Instruction — List each line of the material below that contains the word "every", copying the lines in full.

Supplied entries —
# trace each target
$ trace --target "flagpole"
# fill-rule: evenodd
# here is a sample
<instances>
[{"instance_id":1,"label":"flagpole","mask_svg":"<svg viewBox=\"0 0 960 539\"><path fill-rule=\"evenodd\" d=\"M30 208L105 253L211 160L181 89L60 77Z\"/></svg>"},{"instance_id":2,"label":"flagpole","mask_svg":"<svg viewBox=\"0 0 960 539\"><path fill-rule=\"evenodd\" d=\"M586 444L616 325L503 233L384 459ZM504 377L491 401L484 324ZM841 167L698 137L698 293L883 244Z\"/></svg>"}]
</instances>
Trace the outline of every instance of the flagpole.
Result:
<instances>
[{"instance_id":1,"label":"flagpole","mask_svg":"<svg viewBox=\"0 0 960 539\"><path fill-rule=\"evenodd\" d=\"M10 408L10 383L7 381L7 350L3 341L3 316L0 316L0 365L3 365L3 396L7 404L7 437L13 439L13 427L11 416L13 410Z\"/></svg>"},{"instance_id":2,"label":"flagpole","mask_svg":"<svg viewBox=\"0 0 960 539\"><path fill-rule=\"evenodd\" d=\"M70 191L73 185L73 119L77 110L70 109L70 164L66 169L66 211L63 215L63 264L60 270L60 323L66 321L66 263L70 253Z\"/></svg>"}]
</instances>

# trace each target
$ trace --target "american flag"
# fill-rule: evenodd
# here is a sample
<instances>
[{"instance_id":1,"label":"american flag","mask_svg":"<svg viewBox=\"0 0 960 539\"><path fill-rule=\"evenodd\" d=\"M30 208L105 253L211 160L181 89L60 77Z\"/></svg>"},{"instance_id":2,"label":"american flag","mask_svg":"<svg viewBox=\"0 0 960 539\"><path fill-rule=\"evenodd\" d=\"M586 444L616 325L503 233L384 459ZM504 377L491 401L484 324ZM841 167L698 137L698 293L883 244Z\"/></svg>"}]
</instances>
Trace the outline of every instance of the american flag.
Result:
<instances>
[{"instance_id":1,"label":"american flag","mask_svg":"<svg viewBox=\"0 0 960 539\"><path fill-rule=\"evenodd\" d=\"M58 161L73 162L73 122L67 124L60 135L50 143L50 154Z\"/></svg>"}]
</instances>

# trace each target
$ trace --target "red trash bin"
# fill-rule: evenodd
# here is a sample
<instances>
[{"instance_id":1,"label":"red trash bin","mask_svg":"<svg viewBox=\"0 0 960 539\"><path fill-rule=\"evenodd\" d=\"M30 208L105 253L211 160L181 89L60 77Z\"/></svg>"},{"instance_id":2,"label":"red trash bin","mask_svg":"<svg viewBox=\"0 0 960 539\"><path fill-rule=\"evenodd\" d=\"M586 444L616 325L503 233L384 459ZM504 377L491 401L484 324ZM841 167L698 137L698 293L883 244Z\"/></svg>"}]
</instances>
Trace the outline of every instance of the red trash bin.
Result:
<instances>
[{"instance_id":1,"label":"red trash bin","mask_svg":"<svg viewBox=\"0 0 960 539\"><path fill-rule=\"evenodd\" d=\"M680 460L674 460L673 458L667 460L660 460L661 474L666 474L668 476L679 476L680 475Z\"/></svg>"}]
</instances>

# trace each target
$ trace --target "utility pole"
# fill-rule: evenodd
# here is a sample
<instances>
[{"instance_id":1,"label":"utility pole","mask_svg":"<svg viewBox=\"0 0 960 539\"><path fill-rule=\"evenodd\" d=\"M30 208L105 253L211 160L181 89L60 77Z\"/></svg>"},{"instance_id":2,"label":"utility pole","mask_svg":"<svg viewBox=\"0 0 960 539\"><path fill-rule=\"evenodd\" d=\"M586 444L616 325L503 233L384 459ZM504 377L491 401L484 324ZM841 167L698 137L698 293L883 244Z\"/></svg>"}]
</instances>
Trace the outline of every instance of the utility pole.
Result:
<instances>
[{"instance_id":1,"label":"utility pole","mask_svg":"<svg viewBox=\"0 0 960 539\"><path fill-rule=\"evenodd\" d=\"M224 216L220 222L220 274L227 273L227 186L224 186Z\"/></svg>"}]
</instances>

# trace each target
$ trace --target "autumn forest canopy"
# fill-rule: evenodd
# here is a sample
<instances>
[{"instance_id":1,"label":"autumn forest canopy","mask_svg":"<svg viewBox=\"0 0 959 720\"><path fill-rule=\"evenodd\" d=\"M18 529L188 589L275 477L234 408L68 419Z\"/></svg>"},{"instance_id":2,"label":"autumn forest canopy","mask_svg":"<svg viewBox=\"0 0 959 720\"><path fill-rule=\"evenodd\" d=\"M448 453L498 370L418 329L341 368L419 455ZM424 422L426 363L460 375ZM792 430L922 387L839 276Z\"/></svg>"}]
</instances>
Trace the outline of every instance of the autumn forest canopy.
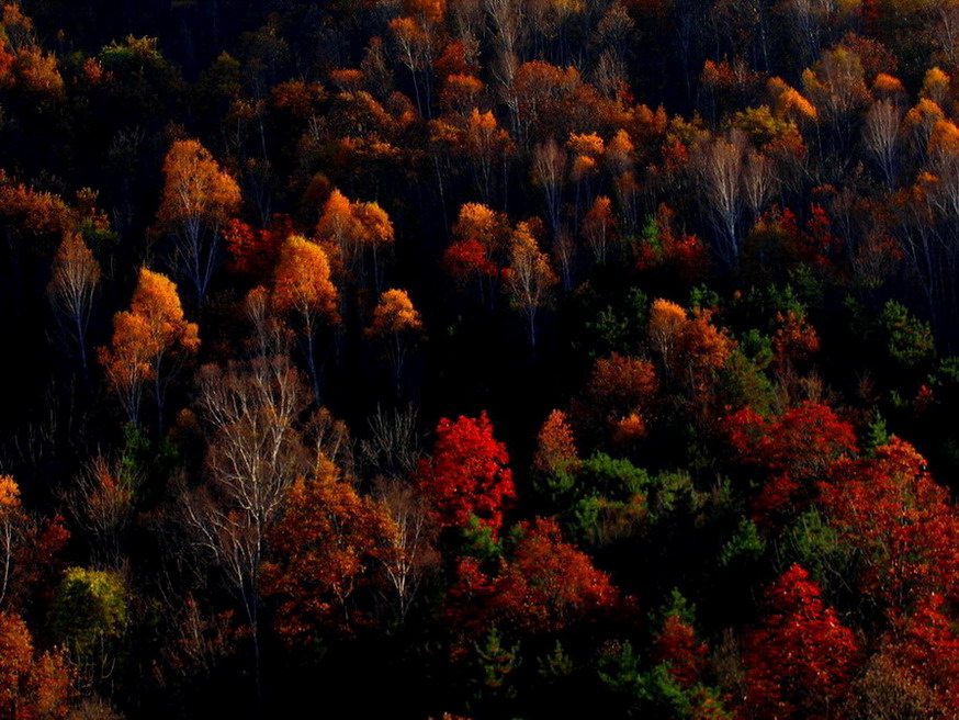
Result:
<instances>
[{"instance_id":1,"label":"autumn forest canopy","mask_svg":"<svg viewBox=\"0 0 959 720\"><path fill-rule=\"evenodd\" d=\"M0 720L959 717L959 0L9 0Z\"/></svg>"}]
</instances>

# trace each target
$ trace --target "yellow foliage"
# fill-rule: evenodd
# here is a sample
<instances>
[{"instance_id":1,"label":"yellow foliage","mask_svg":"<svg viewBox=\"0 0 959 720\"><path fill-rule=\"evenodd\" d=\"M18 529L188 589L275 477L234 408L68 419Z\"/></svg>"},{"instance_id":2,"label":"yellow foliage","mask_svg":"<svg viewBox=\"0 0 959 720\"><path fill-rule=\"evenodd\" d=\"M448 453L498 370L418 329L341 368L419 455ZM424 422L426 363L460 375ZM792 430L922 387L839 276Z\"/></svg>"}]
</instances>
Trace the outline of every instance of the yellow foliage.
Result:
<instances>
[{"instance_id":1,"label":"yellow foliage","mask_svg":"<svg viewBox=\"0 0 959 720\"><path fill-rule=\"evenodd\" d=\"M383 337L421 329L422 319L407 292L393 289L380 295L380 302L373 311L373 325L368 333Z\"/></svg>"},{"instance_id":2,"label":"yellow foliage","mask_svg":"<svg viewBox=\"0 0 959 720\"><path fill-rule=\"evenodd\" d=\"M177 140L163 160L163 194L157 217L167 225L226 221L240 204L240 190L198 140Z\"/></svg>"},{"instance_id":3,"label":"yellow foliage","mask_svg":"<svg viewBox=\"0 0 959 720\"><path fill-rule=\"evenodd\" d=\"M294 310L307 323L318 315L336 322L337 290L330 280L329 260L324 249L301 235L292 235L280 249L273 275L273 307L280 312Z\"/></svg>"},{"instance_id":4,"label":"yellow foliage","mask_svg":"<svg viewBox=\"0 0 959 720\"><path fill-rule=\"evenodd\" d=\"M0 475L0 515L20 508L20 487L12 475Z\"/></svg>"}]
</instances>

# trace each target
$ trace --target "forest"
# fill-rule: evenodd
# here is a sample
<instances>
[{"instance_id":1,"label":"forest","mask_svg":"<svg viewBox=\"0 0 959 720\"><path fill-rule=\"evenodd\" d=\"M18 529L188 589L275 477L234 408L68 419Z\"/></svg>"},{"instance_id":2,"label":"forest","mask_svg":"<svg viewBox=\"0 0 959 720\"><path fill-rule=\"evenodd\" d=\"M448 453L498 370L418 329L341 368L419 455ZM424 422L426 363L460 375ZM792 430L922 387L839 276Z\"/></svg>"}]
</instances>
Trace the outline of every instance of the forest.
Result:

Completed exercise —
Trace the outline of every instance of the flagpole.
Trace the outline of every instance of the american flag.
Trace the outline of every instance of the red trash bin.
Trace the outline of every instance of the utility pole.
Trace the outline of every instance of the autumn forest canopy.
Trace the outline of every instance of the yellow foliage.
Trace the outline of every instance of the forest.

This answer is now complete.